Provided text |

<<<<

August 7, 1992

Children Can Be Hazardous To Your Health

When little Willie came to nursery school with a cough and a running nose, teacher knew just what to do. She put on her mask and surgeons gloves, picked Willie up by his ears and dropped him into a large plastic bag. She then took the bag to the custodian who incinerated it as directed by the State Department of Education.

Student teachers are rarely informed of the major hazard of the teaching profession, which is that they will be exposed to almost every contagious disease known to man. The little snots are a hotbed of diseases. If it were possible to inoculate all school children against every virus disease known, most contagious diseases would soon disappear from the face of the earth. That is what was done with smallpox, measles and polio.

Some day the teacher's unions will wise up and demand that teachers get workman's compensation for contracting infectious diseases, since they constitute as real an occupational hazard as being cut by a power saw is a hazard for carpenters, being struck by falling trees and cut by a chain saw are to a logger and getting tennis elbow is to tennis players.

>>>>

Stored dataset items |
<<<<

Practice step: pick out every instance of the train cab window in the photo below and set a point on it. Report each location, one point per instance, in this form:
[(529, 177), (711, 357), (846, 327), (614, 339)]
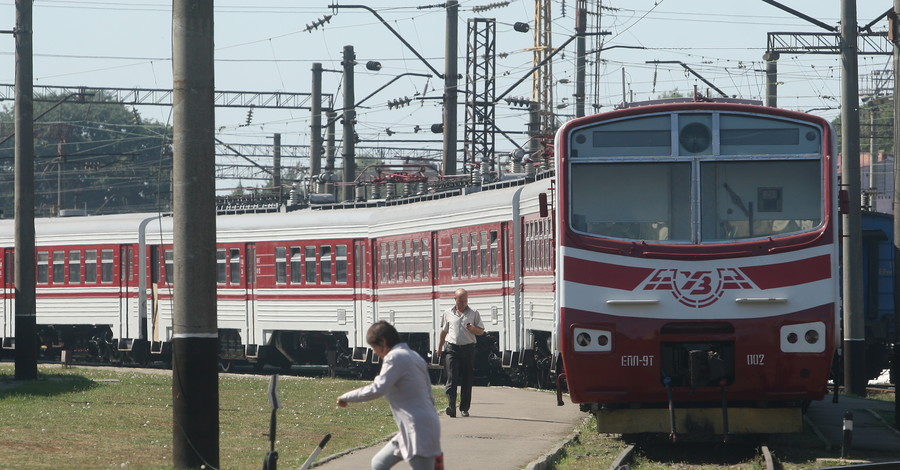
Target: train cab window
[(43, 267), (311, 259), (280, 265), (90, 266), (649, 136), (221, 266), (106, 265), (59, 265), (169, 267), (296, 265), (749, 135), (750, 199), (325, 251), (74, 266), (340, 264), (658, 209)]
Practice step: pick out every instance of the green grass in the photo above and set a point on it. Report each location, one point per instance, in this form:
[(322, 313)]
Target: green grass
[(81, 418)]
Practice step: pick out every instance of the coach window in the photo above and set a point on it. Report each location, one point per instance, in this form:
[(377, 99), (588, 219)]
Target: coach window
[(106, 266), (169, 267), (340, 264), (454, 255), (325, 251), (484, 256), (310, 255), (407, 259), (426, 261), (43, 267), (494, 253), (221, 266), (234, 266), (417, 260), (473, 254), (382, 259), (464, 255), (59, 264), (280, 265), (90, 266), (392, 254), (74, 266), (296, 265), (359, 263)]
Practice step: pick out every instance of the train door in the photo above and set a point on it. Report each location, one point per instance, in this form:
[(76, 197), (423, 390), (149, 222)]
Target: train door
[(362, 291), (6, 296), (128, 302), (250, 291)]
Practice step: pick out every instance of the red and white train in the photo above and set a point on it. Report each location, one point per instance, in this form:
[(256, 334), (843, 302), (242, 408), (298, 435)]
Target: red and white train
[(679, 271), (697, 266), (295, 286)]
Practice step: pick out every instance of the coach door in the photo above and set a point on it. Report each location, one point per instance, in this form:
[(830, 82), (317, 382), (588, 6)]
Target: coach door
[(7, 275), (128, 301), (250, 290), (362, 292)]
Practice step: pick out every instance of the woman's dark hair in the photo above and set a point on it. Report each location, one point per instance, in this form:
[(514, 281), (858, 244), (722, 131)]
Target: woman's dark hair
[(383, 331)]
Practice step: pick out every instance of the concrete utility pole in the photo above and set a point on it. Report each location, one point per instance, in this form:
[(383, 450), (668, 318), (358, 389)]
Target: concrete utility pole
[(451, 87), (771, 59), (348, 192), (315, 126), (195, 338), (580, 59), (276, 162), (26, 321), (854, 318), (894, 35)]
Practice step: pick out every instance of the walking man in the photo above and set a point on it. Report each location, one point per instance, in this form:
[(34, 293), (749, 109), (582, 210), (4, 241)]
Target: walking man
[(459, 326)]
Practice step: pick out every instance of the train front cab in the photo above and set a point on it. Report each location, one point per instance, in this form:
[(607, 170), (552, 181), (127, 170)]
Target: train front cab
[(697, 267)]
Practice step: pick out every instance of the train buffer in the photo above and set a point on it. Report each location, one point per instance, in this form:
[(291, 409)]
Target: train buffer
[(869, 432)]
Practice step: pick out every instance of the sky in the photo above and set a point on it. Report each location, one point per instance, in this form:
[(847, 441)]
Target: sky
[(267, 45)]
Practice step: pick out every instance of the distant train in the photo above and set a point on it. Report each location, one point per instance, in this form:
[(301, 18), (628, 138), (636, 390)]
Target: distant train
[(697, 266), (301, 288), (878, 295), (676, 271)]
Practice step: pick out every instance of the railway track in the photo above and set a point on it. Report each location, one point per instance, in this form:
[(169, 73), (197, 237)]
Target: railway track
[(725, 455)]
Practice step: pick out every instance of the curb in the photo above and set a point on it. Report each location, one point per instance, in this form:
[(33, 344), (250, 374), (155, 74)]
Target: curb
[(546, 461)]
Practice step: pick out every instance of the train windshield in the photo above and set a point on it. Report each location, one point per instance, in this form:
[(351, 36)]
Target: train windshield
[(696, 178)]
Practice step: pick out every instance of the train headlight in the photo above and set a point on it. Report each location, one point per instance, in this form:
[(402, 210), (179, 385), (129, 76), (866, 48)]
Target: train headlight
[(590, 340), (813, 334)]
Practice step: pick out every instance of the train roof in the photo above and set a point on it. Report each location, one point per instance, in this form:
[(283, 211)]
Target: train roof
[(470, 207)]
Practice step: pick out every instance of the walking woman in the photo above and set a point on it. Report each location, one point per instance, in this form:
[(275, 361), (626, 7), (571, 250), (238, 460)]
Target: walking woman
[(404, 382)]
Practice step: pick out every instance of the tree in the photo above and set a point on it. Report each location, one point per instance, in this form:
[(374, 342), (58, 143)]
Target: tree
[(101, 156)]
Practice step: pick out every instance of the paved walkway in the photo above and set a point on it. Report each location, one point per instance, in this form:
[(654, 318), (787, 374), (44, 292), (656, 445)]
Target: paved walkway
[(509, 428)]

>>>>

Task requirements |
Can you reproduce, word for word, the part of the essay on children as a health hazard starting at "Some day the" and ending at "to tennis players."?

Expected output |
Some day the teacher's unions will wise up and demand that teachers get workman's compensation for contracting infectious diseases, since they constitute as real an occupational hazard as being cut by a power saw is a hazard for carpenters, being struck by falling trees and cut by a chain saw are to a logger and getting tennis elbow is to tennis players.